Passage shown
::::

The church's greatest treasure is certainly the Nelond memorial brass. It is considered the finest brass in Sussex and one of the finest in the country. Certainly, at a length of over 10 feet it is the largest Sussex brass. Mounted on the nave floor and permanently locked beneath a carpet for its own protection, it shows Thomas Nelond, Prior of Lewes from 1414 to 1432, life size in his Cluniac habit. Its triple canopy, "one of the finest in existence", depicts St Pancras, the Virgin and Child, and St Thomas Becket, all of whom are connected with Nelond's hands by three scrolls representing his prayers. The brass was made in London for Lewes Priory, and was probably moved from there to Cowfold at the Dissolution. There is also a second brass, much smaller, commemorating one John Agate (died 1548). The later monuments include one in the form of a draped sarcophagus by Sir Francis Chantrey.

== Parish registers ==

The baptism, marriage and burial registers survive from 1558 onward, the only major gaps being for the years 1634–1635 and 1643–1648. They are held by the West Sussex Record Office along with the banns registers from 1824 and the Bishops' Transcripts from 1606.

::::

What you have to do
Answer these questions using the church passage above.
(a) How long is the Nelond memorial brass?
(b) In which years was Thomas Nelond Prior of Lewes?
(c) Where are the parish registers held?

::::

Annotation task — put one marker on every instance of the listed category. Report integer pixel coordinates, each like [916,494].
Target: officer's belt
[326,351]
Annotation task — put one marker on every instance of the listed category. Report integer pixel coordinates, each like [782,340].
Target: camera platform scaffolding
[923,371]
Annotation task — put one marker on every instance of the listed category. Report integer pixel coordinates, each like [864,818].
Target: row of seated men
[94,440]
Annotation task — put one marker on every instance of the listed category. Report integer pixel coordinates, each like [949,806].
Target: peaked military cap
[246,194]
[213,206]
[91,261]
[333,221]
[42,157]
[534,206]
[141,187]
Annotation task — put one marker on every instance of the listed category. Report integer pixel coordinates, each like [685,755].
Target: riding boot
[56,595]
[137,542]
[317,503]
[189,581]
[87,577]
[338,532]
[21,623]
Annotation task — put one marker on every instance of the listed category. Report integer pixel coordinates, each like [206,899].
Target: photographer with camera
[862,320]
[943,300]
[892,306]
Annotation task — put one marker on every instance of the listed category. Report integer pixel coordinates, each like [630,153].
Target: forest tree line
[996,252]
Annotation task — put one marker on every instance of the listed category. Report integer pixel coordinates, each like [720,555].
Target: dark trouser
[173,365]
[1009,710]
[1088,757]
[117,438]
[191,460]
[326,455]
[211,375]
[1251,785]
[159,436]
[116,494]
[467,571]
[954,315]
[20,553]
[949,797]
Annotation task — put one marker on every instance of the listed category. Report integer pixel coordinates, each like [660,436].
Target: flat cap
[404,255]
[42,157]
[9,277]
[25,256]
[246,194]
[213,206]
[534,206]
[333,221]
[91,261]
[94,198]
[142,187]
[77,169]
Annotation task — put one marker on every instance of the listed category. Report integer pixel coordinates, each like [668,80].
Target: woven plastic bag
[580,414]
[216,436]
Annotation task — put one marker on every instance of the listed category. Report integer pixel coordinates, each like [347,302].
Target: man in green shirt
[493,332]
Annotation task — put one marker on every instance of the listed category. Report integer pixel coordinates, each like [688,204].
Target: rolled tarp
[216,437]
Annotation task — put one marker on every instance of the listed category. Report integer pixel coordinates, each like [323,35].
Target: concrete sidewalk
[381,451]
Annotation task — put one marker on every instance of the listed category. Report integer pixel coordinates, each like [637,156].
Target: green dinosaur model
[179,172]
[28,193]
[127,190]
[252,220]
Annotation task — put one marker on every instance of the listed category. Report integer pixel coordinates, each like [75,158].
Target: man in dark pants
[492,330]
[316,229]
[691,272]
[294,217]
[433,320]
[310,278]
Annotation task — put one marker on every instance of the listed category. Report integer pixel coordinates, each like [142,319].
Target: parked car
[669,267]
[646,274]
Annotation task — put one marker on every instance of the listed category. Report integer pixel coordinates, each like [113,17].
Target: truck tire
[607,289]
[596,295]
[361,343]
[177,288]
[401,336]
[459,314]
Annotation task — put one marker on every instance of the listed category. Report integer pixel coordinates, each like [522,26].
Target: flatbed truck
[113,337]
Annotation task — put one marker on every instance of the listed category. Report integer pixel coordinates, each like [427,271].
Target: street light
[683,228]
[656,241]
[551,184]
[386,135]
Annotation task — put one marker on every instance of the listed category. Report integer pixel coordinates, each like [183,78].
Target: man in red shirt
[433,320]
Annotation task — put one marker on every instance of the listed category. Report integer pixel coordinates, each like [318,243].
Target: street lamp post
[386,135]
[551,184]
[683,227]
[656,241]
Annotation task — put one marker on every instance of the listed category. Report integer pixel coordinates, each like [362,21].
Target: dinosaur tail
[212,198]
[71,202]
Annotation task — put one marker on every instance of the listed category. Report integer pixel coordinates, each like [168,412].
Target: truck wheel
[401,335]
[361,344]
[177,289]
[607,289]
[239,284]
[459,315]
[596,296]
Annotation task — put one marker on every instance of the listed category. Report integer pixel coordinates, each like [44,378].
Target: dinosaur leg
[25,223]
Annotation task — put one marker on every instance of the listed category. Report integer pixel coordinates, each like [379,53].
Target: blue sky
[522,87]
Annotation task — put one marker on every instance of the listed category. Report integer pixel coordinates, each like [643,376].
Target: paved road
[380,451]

::::

Expected output
(a) Over 10 feet.
(b) From 1414 to 1432.
(c) At the West Sussex Record Office.